── Estratto del testo ──

Continuano ormai da una settimana i disordini scoppiati (a prima vista inaspettatamente) nella Repubblica popolare cinese all'interno della regione autonoma del Tibet. Le manifestazioni iniziate dai monaci buddisti in occasione dell'anniversario dell'unione del Tibet con la Cina sono sfociate in scontri di massa con la polizia e pogrom. I tragici avvenimenti, coincisi con la sessione ordinaria dell'Assemblea Nazionale dei rappresentanti del Popolo[1], hanno assunto dimensioni serie, causando diversi morti e costringendo Pechino a mobilitare per placare i disordini anche parte dell'esercito regolare.

───
── Elenco ──

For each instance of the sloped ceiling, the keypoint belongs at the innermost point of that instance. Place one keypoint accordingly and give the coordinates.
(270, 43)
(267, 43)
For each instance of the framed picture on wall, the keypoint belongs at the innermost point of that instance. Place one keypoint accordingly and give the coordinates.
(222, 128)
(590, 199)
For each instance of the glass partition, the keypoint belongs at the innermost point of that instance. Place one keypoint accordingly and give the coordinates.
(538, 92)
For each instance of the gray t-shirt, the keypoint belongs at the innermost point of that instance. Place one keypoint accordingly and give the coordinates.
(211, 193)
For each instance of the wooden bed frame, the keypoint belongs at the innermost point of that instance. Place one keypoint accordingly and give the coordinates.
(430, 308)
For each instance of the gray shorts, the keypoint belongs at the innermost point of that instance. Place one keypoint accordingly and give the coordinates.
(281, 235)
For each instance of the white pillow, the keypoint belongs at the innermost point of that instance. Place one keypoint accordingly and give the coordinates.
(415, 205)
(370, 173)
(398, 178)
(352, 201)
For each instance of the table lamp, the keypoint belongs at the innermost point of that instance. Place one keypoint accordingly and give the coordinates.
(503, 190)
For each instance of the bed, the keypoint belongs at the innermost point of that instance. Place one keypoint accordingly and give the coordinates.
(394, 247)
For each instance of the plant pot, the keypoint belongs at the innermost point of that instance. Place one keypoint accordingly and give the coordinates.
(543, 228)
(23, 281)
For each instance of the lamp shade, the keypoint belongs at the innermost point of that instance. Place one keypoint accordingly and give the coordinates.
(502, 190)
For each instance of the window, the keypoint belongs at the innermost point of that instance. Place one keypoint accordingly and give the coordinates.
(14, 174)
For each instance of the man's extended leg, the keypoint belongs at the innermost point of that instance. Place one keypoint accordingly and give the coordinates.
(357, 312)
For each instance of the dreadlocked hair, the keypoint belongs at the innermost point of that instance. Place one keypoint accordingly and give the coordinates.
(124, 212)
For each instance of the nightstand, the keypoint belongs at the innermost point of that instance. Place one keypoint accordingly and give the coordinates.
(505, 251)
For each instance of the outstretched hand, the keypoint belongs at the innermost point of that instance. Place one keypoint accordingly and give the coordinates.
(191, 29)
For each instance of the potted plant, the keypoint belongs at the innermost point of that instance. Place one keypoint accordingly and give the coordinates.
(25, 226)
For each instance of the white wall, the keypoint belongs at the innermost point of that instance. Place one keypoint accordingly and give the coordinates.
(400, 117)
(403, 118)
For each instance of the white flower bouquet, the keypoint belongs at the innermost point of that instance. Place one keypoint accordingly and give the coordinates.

───

Consegna A: Come riformuleresti in un breve elenco puntato il paragrafo del brano sul Tibet che comincia con "Continuano ormai da una settimana", mantenendone i fatti principali?
Consegna B: Copia dal brano sul Tibet tutto ciò che va da "Continuano ormai da" giù fino a "parte dell'esercito regolare.".
Consegna C: Come si rende in inglese questa frase del brano sul Tibet: "Le manifestazioni iniziate dai monaci buddisti in occasione dell'anniversario dell'unione del Tibet con la Cina sono sfociate in scontri di massa con la polizia e pogrom."?

Risposta A:
- Da una settimana proseguono disordini nella regione autonoma del Tibet, nella Repubblica popolare cinese.
- Le manifestazioni, avviate dai monaci buddisti nell'anniversario dell'unione del Tibet con la Cina, sono sfociate in scontri di massa con la polizia e pogrom.
- Gli eventi sono coincisi con la sessione ordinaria dell'Assemblea Nazionale dei rappresentanti del Popolo e hanno causato diversi morti.
- Per placare i disordini Pechino ha mobilitato anche parte dell'esercito regolare.

Risposta B:
Continuano ormai da una settimana i disordini scoppiati (a prima vista inaspettatamente) nella Repubblica popolare cinese all'interno della regione autonoma del Tibet. Le manifestazioni iniziate dai monaci buddisti in occasione dell'anniversario dell'unione del Tibet con la Cina sono sfociate in scontri di massa con la polizia e pogrom. I tragici avvenimenti, coincisi con la sessione ordinaria dell'Assemblea Nazionale dei rappresentanti del Popolo[1], hanno assunto dimensioni serie, causando diversi morti e costringendo Pechino a mobilitare per placare i disordini anche parte dell'esercito regolare.

Risposta C: The demonstrations begun by Buddhist monks on the anniversary of Tibet's union with China turned into mass clashes with the police and pogroms.